[Source data]

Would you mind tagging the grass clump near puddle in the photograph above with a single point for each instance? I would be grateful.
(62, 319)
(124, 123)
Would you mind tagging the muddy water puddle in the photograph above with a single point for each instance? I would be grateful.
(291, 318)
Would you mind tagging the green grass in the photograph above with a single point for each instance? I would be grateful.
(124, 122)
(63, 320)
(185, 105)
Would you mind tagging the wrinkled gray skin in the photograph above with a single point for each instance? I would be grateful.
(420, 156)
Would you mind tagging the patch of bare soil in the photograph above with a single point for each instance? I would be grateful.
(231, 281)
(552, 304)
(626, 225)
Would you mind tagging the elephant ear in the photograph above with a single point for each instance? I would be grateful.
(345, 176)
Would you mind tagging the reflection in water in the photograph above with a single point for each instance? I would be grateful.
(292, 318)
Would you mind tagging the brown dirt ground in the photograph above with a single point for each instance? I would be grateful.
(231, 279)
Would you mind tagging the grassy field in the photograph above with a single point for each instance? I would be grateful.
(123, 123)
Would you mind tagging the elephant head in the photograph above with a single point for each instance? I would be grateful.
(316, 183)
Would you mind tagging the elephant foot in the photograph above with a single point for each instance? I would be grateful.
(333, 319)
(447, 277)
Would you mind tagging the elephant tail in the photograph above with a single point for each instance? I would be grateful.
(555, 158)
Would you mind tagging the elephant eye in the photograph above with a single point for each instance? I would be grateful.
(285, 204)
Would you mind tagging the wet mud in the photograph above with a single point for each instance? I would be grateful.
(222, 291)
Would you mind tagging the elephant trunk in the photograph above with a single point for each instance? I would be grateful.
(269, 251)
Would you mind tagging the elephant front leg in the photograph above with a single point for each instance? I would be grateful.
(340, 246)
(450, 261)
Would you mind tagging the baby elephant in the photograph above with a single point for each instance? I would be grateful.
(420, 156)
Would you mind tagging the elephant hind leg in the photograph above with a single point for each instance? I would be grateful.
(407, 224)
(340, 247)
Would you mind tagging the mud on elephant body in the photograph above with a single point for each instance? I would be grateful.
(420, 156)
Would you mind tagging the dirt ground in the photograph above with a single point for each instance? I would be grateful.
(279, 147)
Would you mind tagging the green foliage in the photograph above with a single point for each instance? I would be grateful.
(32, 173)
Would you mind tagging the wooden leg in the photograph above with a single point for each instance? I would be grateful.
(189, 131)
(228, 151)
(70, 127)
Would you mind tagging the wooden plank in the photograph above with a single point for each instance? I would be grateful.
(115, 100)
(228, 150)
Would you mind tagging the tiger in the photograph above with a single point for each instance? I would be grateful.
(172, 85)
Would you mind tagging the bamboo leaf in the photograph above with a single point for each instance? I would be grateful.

Exercise objective
Return precisely the lines of the records, starting with the line that holds "Would you mind tagging the mud on" and ending with the last one.

Answer space
Would you mind tagging the mud on elephant body in the photograph above with a single point for each instance? I would be grateful.
(420, 156)
Would you mind tagging the dirt ground in the photograph above with a single point for each instance? I would be grateful.
(279, 147)
Would you mind tagging the green foliage in the photograph above with a single point for each instance? I would be grateful.
(32, 173)
Would you mind tagging the wooden leg in the photograph above with a single point for each instance? I would be grateful.
(189, 131)
(228, 151)
(70, 127)
Would you mind tagging the wooden plank in the photograph above with a single point for each instance? I would be grateful.
(115, 100)
(228, 150)
Would you mind tagging the tiger in the photograph above with a single point for each instance? I would be grateful.
(172, 85)
Would you mind tagging the bamboo leaf in the photograph above with a single point for each instance? I would be grateful.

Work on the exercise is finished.